*CHALLENGE:*
Copy out everything from the line containing "Task: locate the yellow-green" down to the line containing "pixel 212 10", both included, with each line unchanged.

*RECORDS SUPPLIED:*
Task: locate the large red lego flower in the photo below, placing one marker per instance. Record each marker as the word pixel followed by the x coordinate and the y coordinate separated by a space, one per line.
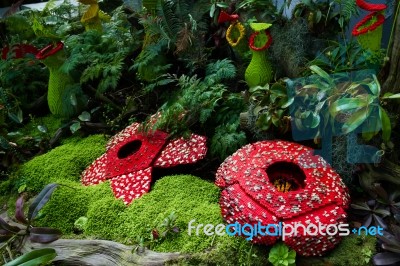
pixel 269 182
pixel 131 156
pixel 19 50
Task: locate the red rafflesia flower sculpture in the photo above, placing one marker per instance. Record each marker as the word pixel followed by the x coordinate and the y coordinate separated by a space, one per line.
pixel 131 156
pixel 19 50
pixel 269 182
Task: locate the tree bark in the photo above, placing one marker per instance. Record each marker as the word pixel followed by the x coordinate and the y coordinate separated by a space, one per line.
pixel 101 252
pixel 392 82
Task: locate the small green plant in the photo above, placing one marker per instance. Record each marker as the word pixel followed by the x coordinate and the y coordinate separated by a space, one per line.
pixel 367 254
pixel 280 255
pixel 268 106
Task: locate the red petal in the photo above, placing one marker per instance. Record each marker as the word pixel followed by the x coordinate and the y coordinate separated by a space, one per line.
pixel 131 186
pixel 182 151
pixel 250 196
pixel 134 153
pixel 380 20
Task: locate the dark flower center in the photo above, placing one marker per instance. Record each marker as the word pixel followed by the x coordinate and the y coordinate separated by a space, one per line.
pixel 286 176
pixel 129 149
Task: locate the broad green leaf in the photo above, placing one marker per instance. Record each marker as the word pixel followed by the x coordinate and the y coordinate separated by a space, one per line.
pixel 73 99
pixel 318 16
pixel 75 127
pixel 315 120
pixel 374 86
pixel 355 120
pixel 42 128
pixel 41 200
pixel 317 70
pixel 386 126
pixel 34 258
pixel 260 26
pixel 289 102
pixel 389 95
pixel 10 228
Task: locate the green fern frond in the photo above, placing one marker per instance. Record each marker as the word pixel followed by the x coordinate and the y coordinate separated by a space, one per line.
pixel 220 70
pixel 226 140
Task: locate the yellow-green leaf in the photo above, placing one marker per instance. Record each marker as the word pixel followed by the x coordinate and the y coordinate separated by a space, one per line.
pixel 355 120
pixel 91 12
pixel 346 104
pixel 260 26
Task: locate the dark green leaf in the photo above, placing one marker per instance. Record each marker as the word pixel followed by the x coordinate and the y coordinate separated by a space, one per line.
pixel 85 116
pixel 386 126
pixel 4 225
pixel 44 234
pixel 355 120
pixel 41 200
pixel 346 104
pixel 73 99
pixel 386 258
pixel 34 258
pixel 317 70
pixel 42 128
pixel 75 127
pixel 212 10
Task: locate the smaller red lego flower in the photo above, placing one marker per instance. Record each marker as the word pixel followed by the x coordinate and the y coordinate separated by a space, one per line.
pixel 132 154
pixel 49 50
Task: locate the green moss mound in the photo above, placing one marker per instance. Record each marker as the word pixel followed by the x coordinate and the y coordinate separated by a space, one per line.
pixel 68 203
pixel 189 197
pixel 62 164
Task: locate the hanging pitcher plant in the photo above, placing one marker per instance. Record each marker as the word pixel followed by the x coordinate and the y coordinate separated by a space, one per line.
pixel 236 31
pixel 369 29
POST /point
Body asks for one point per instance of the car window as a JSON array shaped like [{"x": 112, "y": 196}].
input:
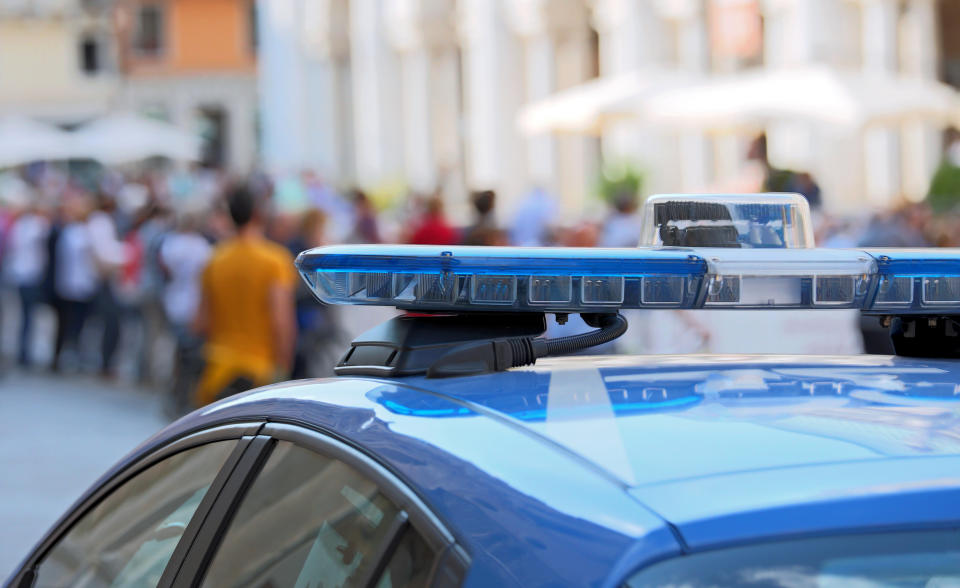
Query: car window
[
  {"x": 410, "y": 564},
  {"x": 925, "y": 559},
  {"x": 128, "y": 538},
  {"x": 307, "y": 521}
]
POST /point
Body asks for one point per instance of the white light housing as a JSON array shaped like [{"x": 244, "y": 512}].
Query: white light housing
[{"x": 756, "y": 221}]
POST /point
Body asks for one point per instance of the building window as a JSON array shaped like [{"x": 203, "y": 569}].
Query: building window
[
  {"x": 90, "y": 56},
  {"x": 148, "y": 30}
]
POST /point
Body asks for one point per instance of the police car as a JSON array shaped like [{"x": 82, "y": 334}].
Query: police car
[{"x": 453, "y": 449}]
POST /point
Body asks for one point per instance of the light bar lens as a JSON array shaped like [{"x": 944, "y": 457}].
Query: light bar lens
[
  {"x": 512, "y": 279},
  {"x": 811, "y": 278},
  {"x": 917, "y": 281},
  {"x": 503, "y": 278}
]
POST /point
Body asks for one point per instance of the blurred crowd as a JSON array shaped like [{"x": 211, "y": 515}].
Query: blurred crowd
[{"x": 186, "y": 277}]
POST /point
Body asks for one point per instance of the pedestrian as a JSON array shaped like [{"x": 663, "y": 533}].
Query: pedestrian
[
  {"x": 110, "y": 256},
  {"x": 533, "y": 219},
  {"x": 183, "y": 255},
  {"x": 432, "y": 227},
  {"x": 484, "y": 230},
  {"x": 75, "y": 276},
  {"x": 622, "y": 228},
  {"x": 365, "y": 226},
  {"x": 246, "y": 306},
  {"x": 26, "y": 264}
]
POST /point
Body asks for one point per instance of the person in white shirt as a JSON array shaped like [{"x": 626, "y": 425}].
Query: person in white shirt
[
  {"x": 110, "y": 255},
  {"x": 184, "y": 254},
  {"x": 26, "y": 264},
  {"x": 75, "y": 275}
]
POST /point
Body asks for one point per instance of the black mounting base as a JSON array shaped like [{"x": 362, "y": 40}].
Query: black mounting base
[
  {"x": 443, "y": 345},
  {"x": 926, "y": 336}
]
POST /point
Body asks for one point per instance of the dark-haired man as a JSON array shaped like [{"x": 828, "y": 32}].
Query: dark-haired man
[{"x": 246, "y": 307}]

*THE COMPLETED TASK:*
Task: locate the yellow-green leaf in the photo above, placing one marker per instance. Record each marker as the word pixel followed by the x coordinate and the y coordinate separated by a space, one per line.
pixel 355 120
pixel 91 12
pixel 346 104
pixel 260 26
Task: locate the dark green leaf in the photo above, placing one marker per instance. Record each marker as the word pixel followed by the x coordinate and the y coordinate separated by a space, one per line.
pixel 85 116
pixel 386 126
pixel 4 225
pixel 44 234
pixel 355 120
pixel 41 200
pixel 346 104
pixel 73 99
pixel 386 258
pixel 34 258
pixel 317 70
pixel 42 128
pixel 75 127
pixel 212 10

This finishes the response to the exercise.